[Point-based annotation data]
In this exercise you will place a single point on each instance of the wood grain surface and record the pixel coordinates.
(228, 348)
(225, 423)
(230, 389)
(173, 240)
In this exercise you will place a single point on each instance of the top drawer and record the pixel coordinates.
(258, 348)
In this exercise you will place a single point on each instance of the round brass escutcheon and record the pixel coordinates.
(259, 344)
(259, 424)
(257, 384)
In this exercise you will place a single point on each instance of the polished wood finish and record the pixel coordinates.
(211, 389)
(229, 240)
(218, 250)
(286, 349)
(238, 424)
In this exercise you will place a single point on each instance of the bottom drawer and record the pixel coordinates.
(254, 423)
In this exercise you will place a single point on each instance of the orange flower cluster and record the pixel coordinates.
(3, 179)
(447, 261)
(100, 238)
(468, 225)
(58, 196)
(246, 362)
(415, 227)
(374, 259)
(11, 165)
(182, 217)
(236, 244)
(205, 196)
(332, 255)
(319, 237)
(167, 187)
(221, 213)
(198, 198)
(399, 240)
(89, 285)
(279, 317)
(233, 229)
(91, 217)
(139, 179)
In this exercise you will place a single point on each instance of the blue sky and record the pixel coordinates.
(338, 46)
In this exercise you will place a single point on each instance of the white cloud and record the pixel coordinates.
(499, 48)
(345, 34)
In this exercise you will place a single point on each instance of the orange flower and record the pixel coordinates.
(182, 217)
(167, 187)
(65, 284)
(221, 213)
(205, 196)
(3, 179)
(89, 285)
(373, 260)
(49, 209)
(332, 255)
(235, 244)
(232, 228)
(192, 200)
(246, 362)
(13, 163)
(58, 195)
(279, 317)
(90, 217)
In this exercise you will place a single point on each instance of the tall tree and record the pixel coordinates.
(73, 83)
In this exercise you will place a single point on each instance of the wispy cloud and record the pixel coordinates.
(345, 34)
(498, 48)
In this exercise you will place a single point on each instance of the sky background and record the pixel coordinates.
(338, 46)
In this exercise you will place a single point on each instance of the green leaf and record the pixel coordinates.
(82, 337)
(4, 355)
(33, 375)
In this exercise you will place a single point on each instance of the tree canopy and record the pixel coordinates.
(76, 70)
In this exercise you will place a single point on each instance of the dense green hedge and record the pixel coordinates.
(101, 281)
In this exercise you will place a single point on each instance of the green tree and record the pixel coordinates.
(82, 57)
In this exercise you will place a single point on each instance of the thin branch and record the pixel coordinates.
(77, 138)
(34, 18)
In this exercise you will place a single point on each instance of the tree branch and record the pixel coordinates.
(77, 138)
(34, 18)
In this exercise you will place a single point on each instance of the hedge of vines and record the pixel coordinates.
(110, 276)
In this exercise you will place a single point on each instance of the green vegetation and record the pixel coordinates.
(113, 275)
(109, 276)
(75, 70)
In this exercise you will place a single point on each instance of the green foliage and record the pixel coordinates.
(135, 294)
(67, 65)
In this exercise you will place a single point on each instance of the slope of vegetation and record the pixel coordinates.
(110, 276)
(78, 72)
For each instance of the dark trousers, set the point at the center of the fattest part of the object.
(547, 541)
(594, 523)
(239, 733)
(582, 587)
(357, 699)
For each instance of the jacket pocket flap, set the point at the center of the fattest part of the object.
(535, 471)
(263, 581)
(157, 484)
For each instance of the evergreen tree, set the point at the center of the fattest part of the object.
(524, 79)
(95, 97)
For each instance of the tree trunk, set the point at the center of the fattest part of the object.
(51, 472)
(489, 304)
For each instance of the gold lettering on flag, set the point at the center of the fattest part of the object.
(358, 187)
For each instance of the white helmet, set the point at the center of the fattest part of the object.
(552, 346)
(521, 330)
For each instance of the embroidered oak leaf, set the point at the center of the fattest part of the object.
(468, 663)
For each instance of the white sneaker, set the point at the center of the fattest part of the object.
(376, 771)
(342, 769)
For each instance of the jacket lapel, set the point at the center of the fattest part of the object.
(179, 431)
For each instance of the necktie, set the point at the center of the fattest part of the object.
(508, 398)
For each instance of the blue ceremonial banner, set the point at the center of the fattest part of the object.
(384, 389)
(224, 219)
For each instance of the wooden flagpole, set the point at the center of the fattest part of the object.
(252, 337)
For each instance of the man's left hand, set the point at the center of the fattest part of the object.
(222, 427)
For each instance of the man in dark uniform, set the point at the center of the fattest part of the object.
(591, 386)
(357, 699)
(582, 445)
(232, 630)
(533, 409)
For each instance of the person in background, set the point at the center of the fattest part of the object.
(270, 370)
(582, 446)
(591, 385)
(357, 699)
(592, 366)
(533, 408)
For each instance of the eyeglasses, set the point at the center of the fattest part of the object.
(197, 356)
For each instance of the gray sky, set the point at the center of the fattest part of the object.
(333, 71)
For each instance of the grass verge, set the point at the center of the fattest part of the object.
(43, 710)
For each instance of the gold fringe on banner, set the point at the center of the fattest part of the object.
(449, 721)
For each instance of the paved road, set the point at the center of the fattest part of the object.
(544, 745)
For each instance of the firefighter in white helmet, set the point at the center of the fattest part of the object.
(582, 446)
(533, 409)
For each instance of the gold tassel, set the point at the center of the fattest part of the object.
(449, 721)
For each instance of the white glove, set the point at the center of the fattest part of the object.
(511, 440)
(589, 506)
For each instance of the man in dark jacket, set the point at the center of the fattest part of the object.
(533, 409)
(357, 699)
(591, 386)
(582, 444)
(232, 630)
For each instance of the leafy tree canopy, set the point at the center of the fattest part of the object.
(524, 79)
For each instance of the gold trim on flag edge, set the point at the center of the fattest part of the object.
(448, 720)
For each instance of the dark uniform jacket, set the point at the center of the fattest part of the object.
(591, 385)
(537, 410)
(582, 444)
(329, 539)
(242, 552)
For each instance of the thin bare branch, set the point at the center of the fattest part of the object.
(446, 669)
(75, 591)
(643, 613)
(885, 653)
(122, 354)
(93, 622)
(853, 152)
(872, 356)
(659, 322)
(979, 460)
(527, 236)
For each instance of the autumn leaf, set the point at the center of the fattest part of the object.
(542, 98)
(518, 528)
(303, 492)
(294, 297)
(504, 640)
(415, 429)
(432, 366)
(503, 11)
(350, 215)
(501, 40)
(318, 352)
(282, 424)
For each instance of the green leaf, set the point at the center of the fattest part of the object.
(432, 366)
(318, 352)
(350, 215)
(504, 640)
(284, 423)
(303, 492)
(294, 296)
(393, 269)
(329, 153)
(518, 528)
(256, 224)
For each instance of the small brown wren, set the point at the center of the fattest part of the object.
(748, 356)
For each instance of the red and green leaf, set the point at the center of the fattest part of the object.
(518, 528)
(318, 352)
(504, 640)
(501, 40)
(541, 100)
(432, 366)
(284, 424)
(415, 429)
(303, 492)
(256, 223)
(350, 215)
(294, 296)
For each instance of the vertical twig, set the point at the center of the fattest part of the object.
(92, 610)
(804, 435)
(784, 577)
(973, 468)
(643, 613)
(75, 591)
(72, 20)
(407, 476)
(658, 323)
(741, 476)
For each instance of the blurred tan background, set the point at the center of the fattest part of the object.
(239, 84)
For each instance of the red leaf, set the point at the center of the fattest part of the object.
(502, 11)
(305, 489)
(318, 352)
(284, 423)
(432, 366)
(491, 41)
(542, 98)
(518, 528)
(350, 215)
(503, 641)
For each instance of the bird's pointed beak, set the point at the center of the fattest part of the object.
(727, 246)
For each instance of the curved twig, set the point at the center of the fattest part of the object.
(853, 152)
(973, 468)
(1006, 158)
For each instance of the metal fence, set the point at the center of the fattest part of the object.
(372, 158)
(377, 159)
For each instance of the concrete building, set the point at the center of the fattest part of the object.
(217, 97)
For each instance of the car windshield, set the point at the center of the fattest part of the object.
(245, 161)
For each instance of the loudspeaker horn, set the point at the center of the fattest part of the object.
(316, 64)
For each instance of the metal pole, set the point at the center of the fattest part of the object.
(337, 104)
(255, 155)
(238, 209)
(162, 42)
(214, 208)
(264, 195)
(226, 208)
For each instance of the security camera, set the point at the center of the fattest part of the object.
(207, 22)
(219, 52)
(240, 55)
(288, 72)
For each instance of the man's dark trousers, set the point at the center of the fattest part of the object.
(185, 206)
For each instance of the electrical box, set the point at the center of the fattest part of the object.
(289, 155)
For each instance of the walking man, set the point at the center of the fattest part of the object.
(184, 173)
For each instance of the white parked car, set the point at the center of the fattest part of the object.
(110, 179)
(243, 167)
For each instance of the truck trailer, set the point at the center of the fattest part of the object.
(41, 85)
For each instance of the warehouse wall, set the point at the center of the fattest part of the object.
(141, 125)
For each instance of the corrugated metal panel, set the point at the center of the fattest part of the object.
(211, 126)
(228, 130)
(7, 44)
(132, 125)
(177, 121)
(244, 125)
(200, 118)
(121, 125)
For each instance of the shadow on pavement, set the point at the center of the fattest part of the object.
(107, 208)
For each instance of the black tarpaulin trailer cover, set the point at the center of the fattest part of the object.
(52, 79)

[Task directions] Everything from the line that contains "For each instance of the electrical" through the end of the records must be duplicated exactly, and nothing outside that range.

[Task solution]
For each instance of the electrical box, set the point at the center of the fattest part of the object.
(289, 155)
For each instance of the walking man, set the point at the center of the fattest part of the object.
(184, 173)
For each instance of the white parked car, set the point at the center of the fattest part of the object.
(110, 179)
(243, 167)
For each instance of the truck trailer, set the point at the center of the fattest part of the object.
(41, 85)
For each instance of the warehouse wall, set the point at the center of the fattest part of the object.
(141, 125)
For each instance of the corrugated metal panel, set the point at the center of the fattest part of the object.
(211, 126)
(228, 130)
(7, 44)
(132, 125)
(177, 121)
(244, 125)
(200, 118)
(121, 125)
For each instance of the shadow on pavement, set the point at the center of the fattest part of the object.
(107, 208)
For each instance of the black tarpaulin trailer cover, set the point at the center of the fattest part of the object.
(52, 79)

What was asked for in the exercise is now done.